● **Set problem**: How many lines in the data below contain the string "evenodd"? Reply with the number only.

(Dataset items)
------------------------------------------------------------

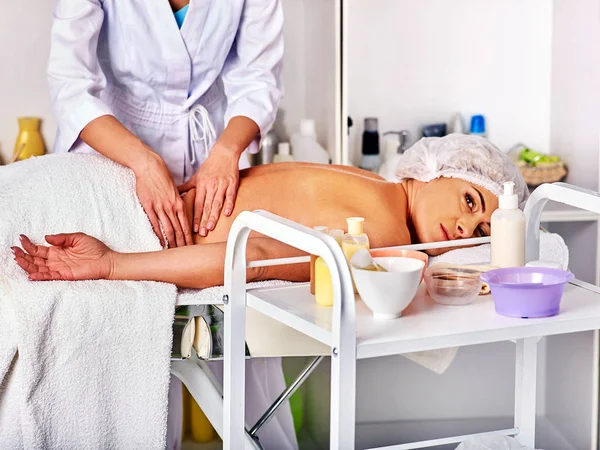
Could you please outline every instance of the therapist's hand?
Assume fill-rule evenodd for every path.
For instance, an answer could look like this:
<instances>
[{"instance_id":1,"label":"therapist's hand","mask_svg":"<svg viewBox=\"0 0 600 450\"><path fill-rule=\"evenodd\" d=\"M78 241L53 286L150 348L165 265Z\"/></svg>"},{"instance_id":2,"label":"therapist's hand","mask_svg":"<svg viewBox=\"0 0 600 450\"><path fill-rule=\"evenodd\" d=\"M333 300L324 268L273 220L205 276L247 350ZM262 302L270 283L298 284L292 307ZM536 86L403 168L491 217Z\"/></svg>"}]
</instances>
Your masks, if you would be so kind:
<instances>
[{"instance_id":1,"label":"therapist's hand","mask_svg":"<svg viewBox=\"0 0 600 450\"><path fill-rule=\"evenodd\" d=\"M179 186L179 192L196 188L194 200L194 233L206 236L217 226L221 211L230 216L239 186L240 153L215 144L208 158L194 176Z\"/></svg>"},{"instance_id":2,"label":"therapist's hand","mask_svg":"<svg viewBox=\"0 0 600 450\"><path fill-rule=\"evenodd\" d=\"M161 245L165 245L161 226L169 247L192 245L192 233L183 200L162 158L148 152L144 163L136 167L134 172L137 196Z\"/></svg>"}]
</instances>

------------------------------------------------------------

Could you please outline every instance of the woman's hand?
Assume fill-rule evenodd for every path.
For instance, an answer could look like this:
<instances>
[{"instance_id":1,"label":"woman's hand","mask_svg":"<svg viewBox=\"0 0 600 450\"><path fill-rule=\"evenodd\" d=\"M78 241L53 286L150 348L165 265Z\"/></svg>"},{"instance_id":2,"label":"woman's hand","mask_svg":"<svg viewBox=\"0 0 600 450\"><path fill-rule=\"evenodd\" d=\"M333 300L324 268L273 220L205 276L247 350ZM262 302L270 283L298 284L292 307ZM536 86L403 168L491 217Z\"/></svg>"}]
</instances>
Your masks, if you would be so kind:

------------------------------------------------------------

● **The response**: 5